Getting started¶

Introduction¶

twittercrawler is a simple Python crawler on top of the popular Twython package. The main objective during development was to provide an API that ease Twitter data collection for events that span across multiple days. The key features of this package are as follows:

collect tweets over several days (online or offline)
respect Twitter API rate limits during search
search for people
collect friend or follower network
easily export search results to multiple output channels (File, Socket, Kafka queues)

Install¶

git clone https://github.com/ferencberes/twitter-crawler.git
cd twitter-crawler
python setup.py install

NOTE: If you want to push the collected data to Kafka queues then you need to execute a few additional steps.

Twitter API keys¶

You must provide your Twitter API credentials to collect data from Twitter. First, generate your Twitter API keys on the Twitter developer portal. Then, choose from the available options to configure your crawler.

a.) Environmental variables¶

Set the following environmental variables:

export API_KEY="YOUR_API_KEY";
export API_SECRET="YOUR_API_SECRET";
export ACCESS_TOKEN="YOUR_ACCESS_TOKEN";
export ACCESS_TOKEN_SECRET="YOUR_ACCESS_TOKEN_SECRET";

Authenticate your crawler:

from twittercrawler.crawlers import StreamCrawler
crawler = StreamCrawler()
crawler.authenticate()
...

b.) JSON configuration file¶

Create a JSON file (e.g. “api_key.json”) in the root folder with the following content:

{
  "api_key":"YOUR_API_KEY",
  "api_secret":"YOUR_API_SECRET",
  "access_token":"YOUR_ACCESS_TOKEN",
  "access_token_secret":"YOUR_ACCESS_TOKEN_SECRET"
}

Authenticate your crawler:

from twittercrawler.crawlers import StreamCrawler
crawler = StreamCrawler()
crawler.authenticate("PATH_TO_API_KEY_JSON")
...

Examples¶

a.) Quickstart¶

Execute the following code to see whether your Twitter API key configuration works.

from twittercrawler.crawlers import InteractiveCrawler

# initialize
interactive = InteractiveCrawler()
interactive.authenticate("PATH_TO_API_KEY_JSON")

# set query parameters
search_params = {
    "q":"#BREAKING",
    "result_type":'recent',
    "count":10
}
interactive.set_search_arguments(search_args=search_params)

# search
res = interactive.search()

### SHORT EXERCISE 1
Copy everything in the twittercrawler getting-started page from "collect tweets over" down to "few additional steps.", substituting "RabbitMQ" for "Kafka" each time it occurs.
### SHORT EXERCISE 2
Pick up the twittercrawler getting-started page after its last line and continue it.
The lines that come next are separate material with no connection to the twittercrawler getting-started page.

### PROVIDED DATA
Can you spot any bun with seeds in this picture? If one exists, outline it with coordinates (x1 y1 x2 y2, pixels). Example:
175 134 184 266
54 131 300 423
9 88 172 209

### TASK OUTPUT 1
collect tweets over several days (online or offline)
respect Twitter API rate limits during search
search for people
collect friend or follower network
easily export search results to multiple output channels (File, Socket, RabbitMQ queues)

Install¶

git clone https://github.com/ferencberes/twitter-crawler.git
cd twitter-crawler
python setup.py install

NOTE: If you want to push the collected data to RabbitMQ queues then you need to execute a few additional steps.

### TASK OUTPUT 2
print("Number of tweets: %i" % len(res["statuses"]))
print(res["statuses"][0]["text"])

# close
interactive.close()

If your configuration works then you should proceed to the detailed documentation of implemented crawlers.

b.) Streaming example¶

Initialize and authenticate the crawler:

from twittercrawler.crawlers import StreamCrawler
stream = StreamCrawler()
stream.authenticate("PATH_TO_API_KEY_JSON")

Connect a FileWriter that will export the collected tweets:

from twittercrawler.data_io import FileWriter
stream.connect_output([FileWriter("stream_results.txt")])

Set search parameters:

search_params = {
    "q":"#bitcoin OR #ethereum OR blockchain",
    "result_type":"recent",
    "lang":"en",
    "count":100
}
stream.set_search_arguments(search_args=search_params)

Initialize a termination function that will collect tweets from the last 5 minutes:

from twittercrawler.search import get_time_termination
import datetime

now = datetime.datetime.now()
time_str = (now-datetime.timedelta(seconds=300)).strftime("%a %b %d %H:%M:%S +0000 %Y")
time_terminator =  get_time_termination(time_str)

Run search:
- First, tweets from the last 5 minutes are collected
- Then, new tweets are collected for every 15 seconds

try:
    stream.search(15, time_terminator)
except:
    raise
finally:
    stream.close()

With a few modifications (e.g. socket programming) the collected Twitter data can be transformed into a graph stream.

Run tests¶

Before executing the provided tests make sure to prepare your Twitter API keys.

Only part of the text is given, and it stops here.